** START Available records **
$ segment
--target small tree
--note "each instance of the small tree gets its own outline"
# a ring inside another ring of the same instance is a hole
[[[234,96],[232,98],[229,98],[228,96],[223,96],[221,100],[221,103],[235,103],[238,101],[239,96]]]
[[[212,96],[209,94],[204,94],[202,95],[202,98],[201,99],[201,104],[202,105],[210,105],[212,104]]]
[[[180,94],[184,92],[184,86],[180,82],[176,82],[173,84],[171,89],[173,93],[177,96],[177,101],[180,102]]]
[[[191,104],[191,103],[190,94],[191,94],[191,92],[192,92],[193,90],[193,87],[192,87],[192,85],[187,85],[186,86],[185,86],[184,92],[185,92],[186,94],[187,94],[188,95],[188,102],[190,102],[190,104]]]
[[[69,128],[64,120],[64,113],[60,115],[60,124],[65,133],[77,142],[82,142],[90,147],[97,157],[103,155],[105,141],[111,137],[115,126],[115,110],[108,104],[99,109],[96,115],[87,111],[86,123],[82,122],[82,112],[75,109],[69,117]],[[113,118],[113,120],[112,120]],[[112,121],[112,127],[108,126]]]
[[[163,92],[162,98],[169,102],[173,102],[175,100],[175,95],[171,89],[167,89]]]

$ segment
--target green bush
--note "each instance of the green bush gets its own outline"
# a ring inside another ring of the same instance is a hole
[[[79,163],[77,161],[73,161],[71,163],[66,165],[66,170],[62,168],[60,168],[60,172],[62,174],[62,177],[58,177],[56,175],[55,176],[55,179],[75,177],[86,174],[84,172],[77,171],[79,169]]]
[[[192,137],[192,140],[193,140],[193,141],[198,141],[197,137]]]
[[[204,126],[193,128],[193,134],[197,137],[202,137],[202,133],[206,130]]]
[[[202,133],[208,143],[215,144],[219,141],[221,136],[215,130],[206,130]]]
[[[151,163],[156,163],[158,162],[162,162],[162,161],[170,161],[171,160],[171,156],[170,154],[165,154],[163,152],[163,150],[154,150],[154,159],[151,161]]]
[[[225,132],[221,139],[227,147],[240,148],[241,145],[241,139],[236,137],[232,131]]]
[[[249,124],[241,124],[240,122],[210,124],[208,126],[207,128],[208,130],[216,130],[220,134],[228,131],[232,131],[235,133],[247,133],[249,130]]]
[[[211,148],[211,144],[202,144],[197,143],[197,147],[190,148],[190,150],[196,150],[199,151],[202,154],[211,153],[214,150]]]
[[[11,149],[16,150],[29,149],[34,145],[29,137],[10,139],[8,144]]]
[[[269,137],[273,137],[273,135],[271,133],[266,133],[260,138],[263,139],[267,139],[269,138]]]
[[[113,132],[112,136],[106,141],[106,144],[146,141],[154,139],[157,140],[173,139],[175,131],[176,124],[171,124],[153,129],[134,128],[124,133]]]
** END Available records **
To be done:
Find every line in the entries above that contains the string "instance" and copy each such line. Treat uppercase and lowercase as different.

Solution to this task:
--note "each instance of the small tree gets its own outline"
# a ring inside another ring of the same instance is a hole
--note "each instance of the green bush gets its own outline"
# a ring inside another ring of the same instance is a hole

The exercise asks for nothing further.